#### TASK OBJECTIVE:
Arrange the rows below as a numbered list, leaving out any blank lines.

#### DATASET EXCERPTS:
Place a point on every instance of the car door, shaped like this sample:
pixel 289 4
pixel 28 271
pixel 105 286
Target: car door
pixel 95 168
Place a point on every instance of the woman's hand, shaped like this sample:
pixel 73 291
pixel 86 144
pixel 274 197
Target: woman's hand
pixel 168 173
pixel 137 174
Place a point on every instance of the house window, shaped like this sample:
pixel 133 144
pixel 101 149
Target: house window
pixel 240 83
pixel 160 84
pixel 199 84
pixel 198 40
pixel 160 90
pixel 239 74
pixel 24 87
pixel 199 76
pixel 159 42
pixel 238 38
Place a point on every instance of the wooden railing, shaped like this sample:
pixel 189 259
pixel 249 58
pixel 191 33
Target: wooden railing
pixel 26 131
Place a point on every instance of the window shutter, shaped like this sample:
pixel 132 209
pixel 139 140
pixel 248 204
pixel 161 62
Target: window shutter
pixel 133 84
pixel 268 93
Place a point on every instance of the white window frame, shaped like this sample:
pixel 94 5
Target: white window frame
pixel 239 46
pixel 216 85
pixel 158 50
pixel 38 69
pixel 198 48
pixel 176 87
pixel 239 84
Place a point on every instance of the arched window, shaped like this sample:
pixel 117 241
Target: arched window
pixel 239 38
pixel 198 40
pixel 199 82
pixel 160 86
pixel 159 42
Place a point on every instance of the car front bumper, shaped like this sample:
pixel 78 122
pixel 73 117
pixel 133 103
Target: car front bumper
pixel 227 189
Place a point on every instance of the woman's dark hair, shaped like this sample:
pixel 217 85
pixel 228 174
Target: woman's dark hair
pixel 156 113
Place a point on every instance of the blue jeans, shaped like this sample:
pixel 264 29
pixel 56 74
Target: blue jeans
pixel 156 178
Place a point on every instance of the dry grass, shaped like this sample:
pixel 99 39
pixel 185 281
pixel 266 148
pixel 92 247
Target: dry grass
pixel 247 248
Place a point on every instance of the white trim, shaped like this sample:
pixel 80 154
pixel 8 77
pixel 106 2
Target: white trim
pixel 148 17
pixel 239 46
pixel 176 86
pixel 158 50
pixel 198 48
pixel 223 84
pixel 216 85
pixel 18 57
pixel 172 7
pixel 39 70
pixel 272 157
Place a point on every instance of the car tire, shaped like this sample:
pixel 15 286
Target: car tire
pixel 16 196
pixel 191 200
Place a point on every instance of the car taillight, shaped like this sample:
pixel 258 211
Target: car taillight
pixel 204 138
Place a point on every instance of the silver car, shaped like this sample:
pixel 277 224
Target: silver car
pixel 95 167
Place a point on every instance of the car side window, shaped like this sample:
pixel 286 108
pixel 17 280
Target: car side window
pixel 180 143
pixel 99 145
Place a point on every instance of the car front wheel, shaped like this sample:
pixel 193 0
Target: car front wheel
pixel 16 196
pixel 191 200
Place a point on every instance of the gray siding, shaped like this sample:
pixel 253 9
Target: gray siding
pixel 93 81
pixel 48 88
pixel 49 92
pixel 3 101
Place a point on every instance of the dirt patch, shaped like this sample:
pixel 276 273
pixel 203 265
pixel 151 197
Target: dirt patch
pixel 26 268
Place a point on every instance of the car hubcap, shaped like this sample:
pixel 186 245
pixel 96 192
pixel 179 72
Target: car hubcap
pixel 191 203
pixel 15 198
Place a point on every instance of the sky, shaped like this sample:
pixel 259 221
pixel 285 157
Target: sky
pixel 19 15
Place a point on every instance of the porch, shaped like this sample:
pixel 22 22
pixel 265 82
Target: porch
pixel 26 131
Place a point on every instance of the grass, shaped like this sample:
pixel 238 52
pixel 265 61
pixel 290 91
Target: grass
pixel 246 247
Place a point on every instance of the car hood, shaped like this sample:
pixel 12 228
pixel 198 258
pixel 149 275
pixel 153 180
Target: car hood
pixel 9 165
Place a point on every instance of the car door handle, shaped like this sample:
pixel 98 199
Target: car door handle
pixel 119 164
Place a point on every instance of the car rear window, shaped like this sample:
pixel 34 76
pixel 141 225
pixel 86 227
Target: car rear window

#### ANSWER:
1. Place a point on every instance of the car door, shaped like this sample:
2. pixel 289 4
3. pixel 28 271
4. pixel 105 286
5. Target: car door
6. pixel 95 168
7. Place a point on every instance of the woman's hand, shaped like this sample:
8. pixel 73 291
9. pixel 86 144
10. pixel 274 197
11. Target: woman's hand
12. pixel 168 173
13. pixel 137 174
14. Place a point on every instance of the house window, shaped like this sample:
15. pixel 133 144
16. pixel 101 149
17. Target: house window
18. pixel 240 83
19. pixel 160 84
20. pixel 199 84
21. pixel 198 40
22. pixel 160 90
23. pixel 239 74
24. pixel 24 87
25. pixel 199 76
26. pixel 159 42
27. pixel 238 38
28. Place a point on every instance of the wooden railing, shaped like this sample:
29. pixel 189 259
30. pixel 249 58
31. pixel 191 33
32. Target: wooden railing
33. pixel 26 131
34. Place a point on every instance of the window shutter, shaped like this sample:
35. pixel 132 209
36. pixel 139 140
37. pixel 248 204
38. pixel 161 62
39. Target: window shutter
40. pixel 133 84
41. pixel 268 93
42. Place a point on every instance of the white window frame, shaped like this sample:
43. pixel 94 5
44. Target: white window frame
45. pixel 239 46
46. pixel 216 85
47. pixel 158 50
48. pixel 38 69
49. pixel 198 48
50. pixel 176 87
51. pixel 239 84
52. Place a point on every instance of the arched window, shaped like this sample:
53. pixel 117 241
54. Target: arched window
55. pixel 239 38
56. pixel 198 40
57. pixel 199 82
58. pixel 160 86
59. pixel 159 42
60. Place a point on every instance of the car front bumper, shaped like this sample:
61. pixel 78 122
62. pixel 73 117
63. pixel 133 103
64. Target: car front bumper
65. pixel 227 189
66. Place a point on every instance of the woman's dark hair, shaped like this sample:
67. pixel 217 85
68. pixel 228 174
69. Target: woman's dark hair
70. pixel 156 113
71. Place a point on every instance of the blue jeans, shaped like this sample:
72. pixel 264 29
73. pixel 56 74
74. Target: blue jeans
75. pixel 156 178
76. Place a point on every instance of the dry grass, shaped like this sample:
77. pixel 99 39
78. pixel 185 281
79. pixel 266 148
80. pixel 92 247
81. Target: dry grass
82. pixel 247 248
83. Place a point on every instance of the white trim, shaped like this sample:
84. pixel 80 154
85. pixel 8 77
86. pixel 106 2
87. Target: white trim
88. pixel 148 17
89. pixel 239 46
90. pixel 176 86
91. pixel 158 50
92. pixel 198 48
93. pixel 223 84
94. pixel 216 85
95. pixel 18 57
96. pixel 172 7
97. pixel 39 70
98. pixel 272 157
99. Place a point on every instance of the car tire, shaped like this sample:
100. pixel 15 286
101. Target: car tire
102. pixel 16 196
103. pixel 191 200
104. Place a point on every instance of the car taillight, shaped like this sample:
105. pixel 258 211
106. Target: car taillight
107. pixel 204 138
108. Place a point on every instance of the silver car, shaped like this sample:
109. pixel 277 224
110. Target: silver car
111. pixel 95 167
112. Place a point on every instance of the car side window, shaped like this sample:
113. pixel 286 108
114. pixel 17 280
115. Target: car side window
116. pixel 180 143
117. pixel 99 145
118. Place a point on every instance of the car front wheel, shaped like this sample:
119. pixel 193 0
120. Target: car front wheel
121. pixel 16 196
122. pixel 191 200
123. Place a point on every instance of the gray siding, shaped like this sample:
124. pixel 253 9
125. Target: gray siding
126. pixel 93 81
127. pixel 48 88
128. pixel 49 92
129. pixel 3 101
130. Place a point on every instance of the dirt patch, shaped like this sample:
131. pixel 276 273
132. pixel 203 265
133. pixel 151 197
134. Target: dirt patch
135. pixel 26 268
136. Place a point on every instance of the car hubcap, shaped like this sample:
137. pixel 186 245
138. pixel 96 192
139. pixel 179 72
140. Target: car hubcap
141. pixel 191 203
142. pixel 15 198
143. Place a point on every instance of the sky, shaped like this sample:
144. pixel 259 221
145. pixel 285 157
146. Target: sky
147. pixel 19 15
148. Place a point on every instance of the porch, shaped like this sample:
149. pixel 22 22
150. pixel 265 82
151. Target: porch
152. pixel 26 131
153. Place a point on every instance of the grass, shaped like this sample:
154. pixel 238 52
155. pixel 265 61
156. pixel 290 91
157. Target: grass
158. pixel 246 247
159. Place a point on every instance of the car hood, shaped like this sample:
160. pixel 12 228
161. pixel 198 258
162. pixel 149 275
163. pixel 153 180
164. Target: car hood
165. pixel 9 165
166. Place a point on every instance of the car door handle, shaped like this sample:
167. pixel 98 199
168. Target: car door handle
169. pixel 119 164
170. Place a point on every instance of the car rear window, shaped like this sample:
171. pixel 34 76
172. pixel 141 225
173. pixel 86 227
174. Target: car rear window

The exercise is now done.